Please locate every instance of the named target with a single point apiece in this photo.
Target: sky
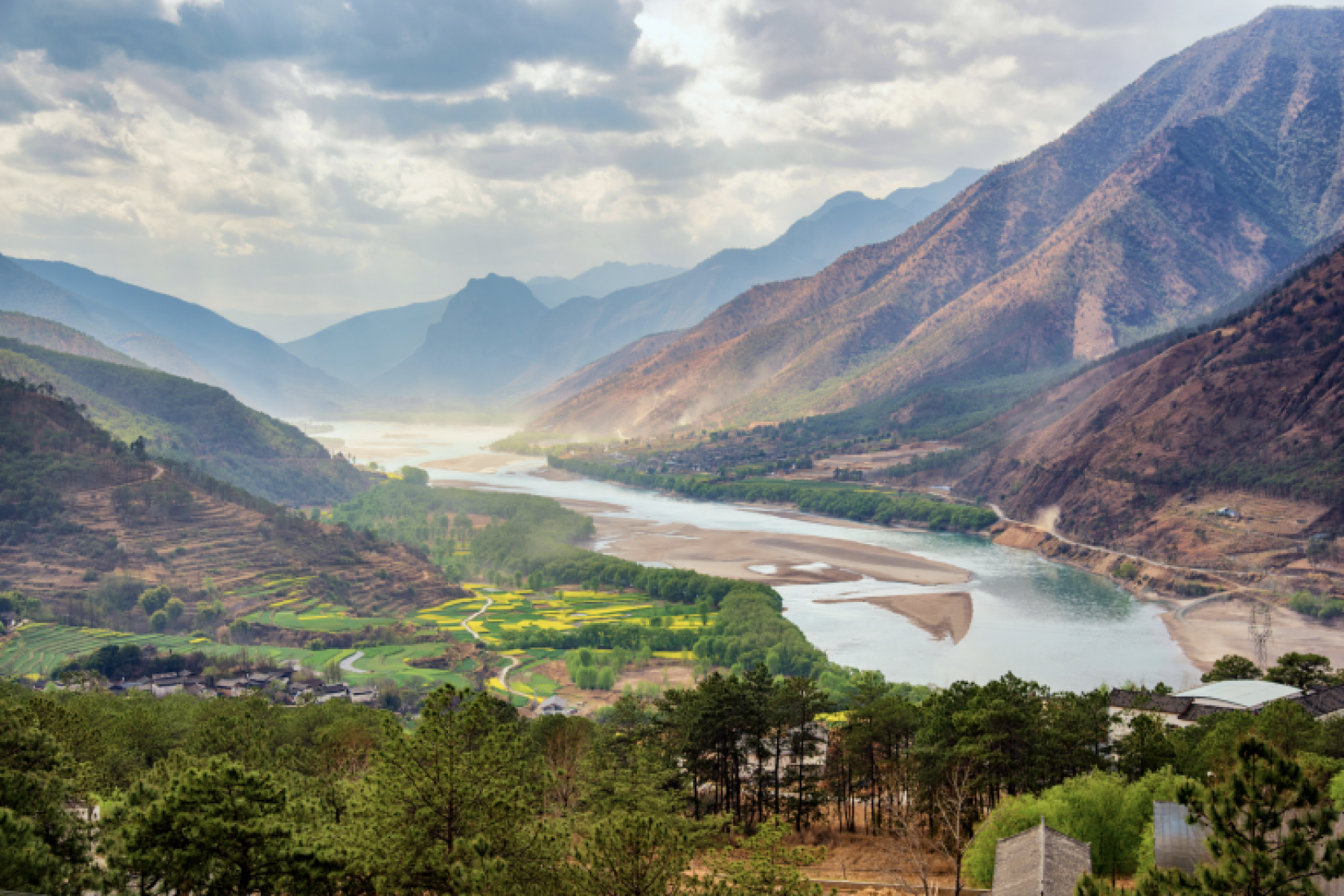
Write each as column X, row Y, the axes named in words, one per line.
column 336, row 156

---

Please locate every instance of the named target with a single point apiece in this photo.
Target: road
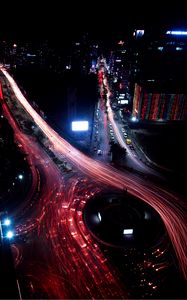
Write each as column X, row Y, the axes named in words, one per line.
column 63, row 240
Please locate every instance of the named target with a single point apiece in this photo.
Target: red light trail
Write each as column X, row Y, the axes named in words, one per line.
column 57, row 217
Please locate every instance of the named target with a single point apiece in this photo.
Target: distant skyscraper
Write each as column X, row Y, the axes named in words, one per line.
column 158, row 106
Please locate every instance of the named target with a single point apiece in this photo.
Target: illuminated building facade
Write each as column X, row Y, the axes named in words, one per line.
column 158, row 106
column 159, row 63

---

▶ TASK STATEMENT:
Using only the entries above, output the line with "Target: red light trail", the line with "Target: illuminated building facade", and all lines between them, exactly as they stand.

▶ RESPONSE BOX:
Target: red light trail
Write each as column X, row Y, the axes named in words, one per line.
column 57, row 217
Please locate every instance of the named target with a single point apiece in this photo.
Target: distant skyscraper
Write each as column X, row Y, the axes named in words, one per line.
column 158, row 106
Please locate every instance of the named target with a single point apiece in this photo.
Target: illuminated building facade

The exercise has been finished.